[Point localization data]
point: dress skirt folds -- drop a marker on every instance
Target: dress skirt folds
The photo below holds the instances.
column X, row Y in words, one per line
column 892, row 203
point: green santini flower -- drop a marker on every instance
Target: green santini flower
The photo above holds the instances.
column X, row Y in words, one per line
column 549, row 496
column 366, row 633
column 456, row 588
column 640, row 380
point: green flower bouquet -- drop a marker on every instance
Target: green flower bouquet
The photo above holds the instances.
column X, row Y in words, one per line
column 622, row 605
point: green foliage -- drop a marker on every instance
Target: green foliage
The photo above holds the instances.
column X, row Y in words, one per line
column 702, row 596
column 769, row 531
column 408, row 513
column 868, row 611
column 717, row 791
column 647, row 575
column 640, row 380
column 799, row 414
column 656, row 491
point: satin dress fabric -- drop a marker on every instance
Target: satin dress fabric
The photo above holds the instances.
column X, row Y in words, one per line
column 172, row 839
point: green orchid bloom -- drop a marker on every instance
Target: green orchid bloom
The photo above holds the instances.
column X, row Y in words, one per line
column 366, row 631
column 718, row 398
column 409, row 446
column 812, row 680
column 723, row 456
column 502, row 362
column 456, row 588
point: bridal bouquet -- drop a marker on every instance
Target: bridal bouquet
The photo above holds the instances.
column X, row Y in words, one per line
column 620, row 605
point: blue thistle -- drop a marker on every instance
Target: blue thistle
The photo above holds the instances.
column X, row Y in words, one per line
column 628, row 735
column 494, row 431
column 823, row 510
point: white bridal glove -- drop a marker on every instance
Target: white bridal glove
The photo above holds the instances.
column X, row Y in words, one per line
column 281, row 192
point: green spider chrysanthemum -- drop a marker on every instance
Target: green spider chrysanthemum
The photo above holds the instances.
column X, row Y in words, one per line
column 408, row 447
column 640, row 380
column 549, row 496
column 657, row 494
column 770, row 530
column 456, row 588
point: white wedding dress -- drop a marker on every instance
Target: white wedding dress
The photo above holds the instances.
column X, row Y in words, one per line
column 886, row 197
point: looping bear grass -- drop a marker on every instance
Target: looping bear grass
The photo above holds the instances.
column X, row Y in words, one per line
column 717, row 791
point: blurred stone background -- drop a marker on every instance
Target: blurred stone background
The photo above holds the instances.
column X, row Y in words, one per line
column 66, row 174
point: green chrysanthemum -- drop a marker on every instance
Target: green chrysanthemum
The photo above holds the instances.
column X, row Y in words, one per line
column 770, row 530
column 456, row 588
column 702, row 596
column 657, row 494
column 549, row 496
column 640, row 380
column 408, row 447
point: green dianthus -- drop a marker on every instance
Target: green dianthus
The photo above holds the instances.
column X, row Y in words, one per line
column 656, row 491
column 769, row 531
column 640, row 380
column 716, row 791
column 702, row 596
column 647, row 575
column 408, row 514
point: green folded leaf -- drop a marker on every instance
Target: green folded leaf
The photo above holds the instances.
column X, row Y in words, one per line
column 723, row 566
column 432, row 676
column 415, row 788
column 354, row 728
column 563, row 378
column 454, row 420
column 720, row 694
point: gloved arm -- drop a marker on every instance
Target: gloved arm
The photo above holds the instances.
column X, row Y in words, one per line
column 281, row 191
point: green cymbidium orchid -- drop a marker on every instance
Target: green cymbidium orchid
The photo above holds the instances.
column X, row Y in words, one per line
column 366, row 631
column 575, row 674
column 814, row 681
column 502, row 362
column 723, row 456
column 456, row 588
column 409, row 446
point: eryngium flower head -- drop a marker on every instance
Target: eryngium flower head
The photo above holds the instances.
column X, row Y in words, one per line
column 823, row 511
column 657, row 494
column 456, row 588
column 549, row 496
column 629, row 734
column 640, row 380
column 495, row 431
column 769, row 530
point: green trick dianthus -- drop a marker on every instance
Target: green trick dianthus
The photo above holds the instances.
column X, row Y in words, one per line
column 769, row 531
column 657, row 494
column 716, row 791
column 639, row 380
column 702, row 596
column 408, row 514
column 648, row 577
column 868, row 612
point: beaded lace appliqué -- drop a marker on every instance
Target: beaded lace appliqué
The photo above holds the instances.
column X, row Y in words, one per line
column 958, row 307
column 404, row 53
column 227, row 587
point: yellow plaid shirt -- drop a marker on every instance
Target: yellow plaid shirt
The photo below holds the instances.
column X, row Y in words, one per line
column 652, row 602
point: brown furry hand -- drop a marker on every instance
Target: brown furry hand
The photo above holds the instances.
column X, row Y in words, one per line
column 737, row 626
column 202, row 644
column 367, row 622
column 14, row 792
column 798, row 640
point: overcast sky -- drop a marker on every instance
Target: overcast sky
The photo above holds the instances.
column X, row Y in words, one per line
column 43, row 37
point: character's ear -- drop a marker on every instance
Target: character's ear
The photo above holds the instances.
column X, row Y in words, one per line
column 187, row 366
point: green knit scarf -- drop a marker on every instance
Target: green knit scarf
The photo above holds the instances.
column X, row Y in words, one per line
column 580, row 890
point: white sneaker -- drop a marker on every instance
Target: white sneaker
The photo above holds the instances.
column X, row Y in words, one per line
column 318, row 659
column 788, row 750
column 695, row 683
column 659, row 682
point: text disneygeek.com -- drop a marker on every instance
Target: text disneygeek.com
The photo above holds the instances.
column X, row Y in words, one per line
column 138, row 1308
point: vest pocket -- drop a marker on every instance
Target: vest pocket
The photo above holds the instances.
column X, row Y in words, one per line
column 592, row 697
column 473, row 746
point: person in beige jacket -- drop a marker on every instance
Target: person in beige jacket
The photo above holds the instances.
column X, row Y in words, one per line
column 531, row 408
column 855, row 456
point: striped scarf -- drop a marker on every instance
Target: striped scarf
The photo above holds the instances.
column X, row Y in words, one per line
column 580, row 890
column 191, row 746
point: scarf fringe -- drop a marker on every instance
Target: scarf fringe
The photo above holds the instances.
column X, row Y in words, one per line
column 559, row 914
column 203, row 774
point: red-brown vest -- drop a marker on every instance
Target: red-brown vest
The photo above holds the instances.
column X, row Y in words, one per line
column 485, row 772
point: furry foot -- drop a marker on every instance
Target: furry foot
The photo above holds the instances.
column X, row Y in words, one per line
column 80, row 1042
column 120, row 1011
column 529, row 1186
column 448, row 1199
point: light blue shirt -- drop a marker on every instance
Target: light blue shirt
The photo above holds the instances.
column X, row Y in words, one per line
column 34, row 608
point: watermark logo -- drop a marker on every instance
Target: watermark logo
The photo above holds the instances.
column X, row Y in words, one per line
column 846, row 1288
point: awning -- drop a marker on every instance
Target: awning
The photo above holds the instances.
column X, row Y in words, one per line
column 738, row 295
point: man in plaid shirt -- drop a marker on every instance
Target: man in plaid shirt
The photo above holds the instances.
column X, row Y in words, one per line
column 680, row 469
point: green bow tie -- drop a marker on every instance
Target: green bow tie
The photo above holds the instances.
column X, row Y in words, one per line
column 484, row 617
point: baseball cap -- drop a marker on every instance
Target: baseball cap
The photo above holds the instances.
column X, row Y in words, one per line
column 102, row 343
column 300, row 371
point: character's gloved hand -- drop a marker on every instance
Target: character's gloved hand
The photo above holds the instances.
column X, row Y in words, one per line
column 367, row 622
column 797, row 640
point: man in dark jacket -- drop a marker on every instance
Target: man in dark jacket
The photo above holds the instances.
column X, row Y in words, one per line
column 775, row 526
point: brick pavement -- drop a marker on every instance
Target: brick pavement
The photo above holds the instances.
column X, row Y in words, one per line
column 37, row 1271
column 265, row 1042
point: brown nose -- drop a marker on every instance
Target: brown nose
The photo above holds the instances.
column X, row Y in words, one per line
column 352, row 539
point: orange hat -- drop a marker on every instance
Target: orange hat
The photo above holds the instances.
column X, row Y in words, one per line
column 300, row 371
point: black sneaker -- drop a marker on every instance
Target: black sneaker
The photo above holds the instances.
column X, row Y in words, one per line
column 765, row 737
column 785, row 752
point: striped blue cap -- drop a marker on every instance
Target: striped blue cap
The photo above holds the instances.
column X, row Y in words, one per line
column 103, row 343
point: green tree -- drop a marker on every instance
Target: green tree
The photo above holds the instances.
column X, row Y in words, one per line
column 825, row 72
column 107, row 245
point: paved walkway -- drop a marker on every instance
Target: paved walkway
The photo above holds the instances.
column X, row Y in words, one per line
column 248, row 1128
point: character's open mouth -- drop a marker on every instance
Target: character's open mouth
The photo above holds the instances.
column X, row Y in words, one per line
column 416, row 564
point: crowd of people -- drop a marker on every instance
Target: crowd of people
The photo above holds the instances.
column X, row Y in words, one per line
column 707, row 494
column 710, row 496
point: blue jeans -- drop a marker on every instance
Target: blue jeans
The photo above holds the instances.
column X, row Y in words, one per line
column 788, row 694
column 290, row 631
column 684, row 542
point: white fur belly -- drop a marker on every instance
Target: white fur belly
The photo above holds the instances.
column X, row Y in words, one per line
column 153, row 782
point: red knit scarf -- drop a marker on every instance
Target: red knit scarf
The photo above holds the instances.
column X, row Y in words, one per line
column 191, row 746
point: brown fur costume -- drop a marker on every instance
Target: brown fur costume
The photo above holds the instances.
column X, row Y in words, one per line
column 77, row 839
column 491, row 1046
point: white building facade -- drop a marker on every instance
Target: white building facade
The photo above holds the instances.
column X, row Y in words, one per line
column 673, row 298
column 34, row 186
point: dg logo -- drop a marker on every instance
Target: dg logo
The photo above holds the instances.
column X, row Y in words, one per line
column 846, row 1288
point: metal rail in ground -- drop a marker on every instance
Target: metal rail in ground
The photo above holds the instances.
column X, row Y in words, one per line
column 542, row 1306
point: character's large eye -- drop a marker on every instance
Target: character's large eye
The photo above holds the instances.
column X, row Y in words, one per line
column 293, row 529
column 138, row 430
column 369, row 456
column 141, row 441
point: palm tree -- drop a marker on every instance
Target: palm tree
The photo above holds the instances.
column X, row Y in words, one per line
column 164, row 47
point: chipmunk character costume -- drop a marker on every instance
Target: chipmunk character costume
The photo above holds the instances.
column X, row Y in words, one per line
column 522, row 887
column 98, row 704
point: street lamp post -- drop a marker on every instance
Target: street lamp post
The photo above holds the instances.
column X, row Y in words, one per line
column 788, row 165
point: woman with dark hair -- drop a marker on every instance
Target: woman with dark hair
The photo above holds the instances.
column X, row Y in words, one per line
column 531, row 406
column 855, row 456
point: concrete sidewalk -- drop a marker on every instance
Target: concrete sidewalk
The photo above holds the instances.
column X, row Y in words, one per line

- _WHAT YOU HAVE TO DO_
Lines from the one containing "point: street lamp" through the final line of the entries above are to be output exactly; omit all others.

- _WRITTEN RESPONSE_
point: street lamp post -- drop a marker on every instance
Target: street lamp post
The photo above holds the instances.
column X, row Y in words, one per line
column 788, row 165
point: woman with dark hair -- drop a marker on every instance
Target: woman with dark hair
The photo above holds the instances.
column X, row Y in words, one per line
column 531, row 406
column 855, row 456
point: concrete sidewalk -- drop a marker on every instance
Target: concrete sidewalk
The photo above holds the instances.
column X, row Y in words, one per line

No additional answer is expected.